Exercise prompt: Rewrite the records below, changing every "Presence check" to "Existence check" and leaving everything else as it is.

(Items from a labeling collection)
[Begin]

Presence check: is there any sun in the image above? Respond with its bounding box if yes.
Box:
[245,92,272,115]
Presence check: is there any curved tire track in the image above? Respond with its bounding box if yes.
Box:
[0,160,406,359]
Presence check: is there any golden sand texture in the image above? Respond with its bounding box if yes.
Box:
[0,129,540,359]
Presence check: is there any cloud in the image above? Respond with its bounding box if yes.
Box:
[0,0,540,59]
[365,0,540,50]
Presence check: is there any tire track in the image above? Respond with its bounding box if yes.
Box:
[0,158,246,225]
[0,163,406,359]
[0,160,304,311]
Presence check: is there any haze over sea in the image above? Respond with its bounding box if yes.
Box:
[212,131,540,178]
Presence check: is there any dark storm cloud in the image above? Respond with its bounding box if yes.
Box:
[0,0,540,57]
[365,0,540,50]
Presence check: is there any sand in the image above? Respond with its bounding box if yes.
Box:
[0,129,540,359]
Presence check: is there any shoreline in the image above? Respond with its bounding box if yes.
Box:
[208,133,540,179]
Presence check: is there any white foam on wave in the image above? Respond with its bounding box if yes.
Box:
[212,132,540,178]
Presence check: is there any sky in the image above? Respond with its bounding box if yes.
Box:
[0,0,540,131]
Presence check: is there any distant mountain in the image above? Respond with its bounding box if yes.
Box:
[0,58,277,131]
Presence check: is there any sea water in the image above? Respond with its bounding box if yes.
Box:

[End]

Complete output:
Existence check: is there any sun in the image above? Respond with its bounding box if yes.
Box:
[245,92,272,115]
Existence check: is there any curved tire track in the image above? Respond with its bounding box if yes.
Box:
[0,160,406,359]
Existence check: is there any golden sand texture in the image above? Respond with its bounding box if yes.
Box:
[0,129,540,359]
Existence check: is there any cloud in the image above? Respond with its bounding box if yes.
Box:
[0,0,540,59]
[365,0,540,50]
Existence check: is there any tire track in the image above? Respond with its bounding box if yes.
Box:
[0,158,246,225]
[0,163,406,359]
[0,160,304,311]
Existence check: is there any haze over sea in the image above? Respond with its bounding box if yes.
Box:
[212,131,540,178]
Existence check: is there any dark storm cloud in the image above? Respond with its bounding box if yes.
Box:
[0,0,540,57]
[365,0,540,50]
Existence check: is there any sand in the image above? Respond with its bounding box if yes.
Box:
[0,129,540,359]
Existence check: is there any shoreline in the image above? Respond with its bounding box if yes.
Box:
[208,133,540,179]
Existence check: is there any white foam on wave in the image above? Respond with its bounding box if yes.
Box:
[212,132,540,178]
Existence check: is there any sky in the image above? Respond with its bounding box if yes.
Box:
[0,0,540,131]
Existence check: is there any distant mountain in the image above? Respond with its bounding box if yes.
Box:
[0,58,277,131]
Existence check: is there any sea water in the image above? Respond with its bounding box if yes.
Box:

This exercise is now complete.